→ **WORK TO BE COMPLETED**: Starting at the line that contains "Where can the green door" and ending with the last of the items below, copy out every line unchanged except for shifting each coordinate in the answers up by 107.
[start]
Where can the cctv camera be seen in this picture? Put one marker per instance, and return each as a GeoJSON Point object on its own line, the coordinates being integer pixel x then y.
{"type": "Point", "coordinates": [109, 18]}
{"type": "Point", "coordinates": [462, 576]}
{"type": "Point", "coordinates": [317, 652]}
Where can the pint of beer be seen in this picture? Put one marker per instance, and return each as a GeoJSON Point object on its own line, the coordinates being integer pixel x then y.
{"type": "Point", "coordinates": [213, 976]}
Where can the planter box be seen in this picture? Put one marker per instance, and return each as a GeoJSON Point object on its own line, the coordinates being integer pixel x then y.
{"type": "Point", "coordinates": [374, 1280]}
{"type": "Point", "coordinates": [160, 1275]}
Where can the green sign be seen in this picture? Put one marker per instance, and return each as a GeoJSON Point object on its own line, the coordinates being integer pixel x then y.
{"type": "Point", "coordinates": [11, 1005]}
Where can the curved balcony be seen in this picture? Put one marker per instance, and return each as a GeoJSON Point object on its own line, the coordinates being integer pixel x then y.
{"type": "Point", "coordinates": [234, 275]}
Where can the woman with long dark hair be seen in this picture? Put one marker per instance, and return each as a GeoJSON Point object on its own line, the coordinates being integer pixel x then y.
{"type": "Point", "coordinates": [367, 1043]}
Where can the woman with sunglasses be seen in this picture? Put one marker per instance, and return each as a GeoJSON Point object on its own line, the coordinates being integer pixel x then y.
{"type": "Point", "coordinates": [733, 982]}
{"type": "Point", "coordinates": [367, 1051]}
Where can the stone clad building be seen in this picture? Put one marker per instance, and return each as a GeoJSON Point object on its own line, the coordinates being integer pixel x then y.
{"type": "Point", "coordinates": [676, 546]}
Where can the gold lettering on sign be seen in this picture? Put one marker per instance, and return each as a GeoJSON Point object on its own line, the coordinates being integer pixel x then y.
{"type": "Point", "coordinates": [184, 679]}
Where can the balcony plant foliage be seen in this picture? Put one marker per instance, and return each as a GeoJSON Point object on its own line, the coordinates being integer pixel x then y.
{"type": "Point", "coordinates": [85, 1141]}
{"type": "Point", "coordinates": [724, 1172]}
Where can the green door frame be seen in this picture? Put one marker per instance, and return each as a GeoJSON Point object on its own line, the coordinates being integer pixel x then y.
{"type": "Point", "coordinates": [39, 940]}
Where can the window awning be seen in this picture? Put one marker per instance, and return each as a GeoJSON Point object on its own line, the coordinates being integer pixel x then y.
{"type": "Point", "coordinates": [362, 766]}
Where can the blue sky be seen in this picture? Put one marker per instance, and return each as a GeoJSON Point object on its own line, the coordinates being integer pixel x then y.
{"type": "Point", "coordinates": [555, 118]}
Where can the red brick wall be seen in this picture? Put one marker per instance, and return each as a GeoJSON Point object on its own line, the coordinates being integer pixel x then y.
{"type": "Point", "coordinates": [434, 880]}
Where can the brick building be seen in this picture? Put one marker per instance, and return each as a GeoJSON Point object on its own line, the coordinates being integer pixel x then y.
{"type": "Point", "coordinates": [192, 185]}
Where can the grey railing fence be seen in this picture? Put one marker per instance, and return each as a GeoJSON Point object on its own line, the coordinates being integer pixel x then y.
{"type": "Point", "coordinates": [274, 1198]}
[end]
→ **EXERCISE RESULT**:
Where can the green door frame be seen in this picture? Put one marker per instance, and return each as a GeoJSON Point object on its own line, the coordinates being integer pixel x then y.
{"type": "Point", "coordinates": [146, 1047]}
Where can the window awning be seen in this picture? Put one marker per instance, and return each as a GeoJSON Point object on its own line, the coordinates being integer pixel x then y.
{"type": "Point", "coordinates": [469, 873]}
Where can the blue sky be seen in this picture? Put one marker per instance, and return each as a GeoJSON Point object on its own line, the coordinates being integer pixel x then y.
{"type": "Point", "coordinates": [662, 225]}
Where can the red brick wall be seen in this picture? Put one marker per instance, and return each as a GeoJSON Point object on its own line, the coordinates being integer pixel x then y.
{"type": "Point", "coordinates": [541, 987]}
Where can the brick building be seen in this picture? Put one marker per instance, and return each as a GeoJSON Point object on its own line, the coordinates being integer pixel x then y.
{"type": "Point", "coordinates": [299, 292]}
Where can the grey railing fence be seen in this picture? Put one marker per instance, and return each as a GeoJSON Point object on its own line, the coordinates being integer pixel x then y.
{"type": "Point", "coordinates": [381, 1305]}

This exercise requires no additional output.